*SHORT PROBLEM:*
List every song title that appears in the page about "When the Summer Dies" below, including that title itself.

Single by Deadmau5 and Lights
- Released: July 16, 2021
- Genre: Progressive house, electro house, dance
- Length: 5:29 (Original mix) 4:00 (Meowingtons remix)
- Label: Mau5trap
- Songwriters: Joel Zimmerman; Lights;
- Producer: Deadmau5

Deadmau5 singles chronology
| "Hypnocurrency" (2021) | "When the Summer Dies" (2021) | "Hyperlandia" (2021) |

Lights singles chronology
| "Did It To Myself" (2021) | "When the Summer Dies" (2021) | "Prodigal Daughter" (2021) |

= When the Summer Dies =

Single by Deadmau5 and Lights

When the Summer Dies is a song by Canadian electronic music producer Deadmau5, released in 2021. It is the second time that Deadmau5 collaborated with Lights, with following "Drama Free" in 2018. It is an electronic dance music song featuring vocals by Lights.

*Entries on locating named things:*
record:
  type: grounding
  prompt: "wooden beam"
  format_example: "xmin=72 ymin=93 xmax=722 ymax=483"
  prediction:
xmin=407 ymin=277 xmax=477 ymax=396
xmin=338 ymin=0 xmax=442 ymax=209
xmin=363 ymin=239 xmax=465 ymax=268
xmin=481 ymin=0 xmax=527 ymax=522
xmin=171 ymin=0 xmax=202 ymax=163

*RESULT:*
- "Hypnocurrency"
- "When the Summer Dies"
- "Hyperlandia"
- "Did It To Myself"
- "Prodigal Daughter"
- "Drama Free"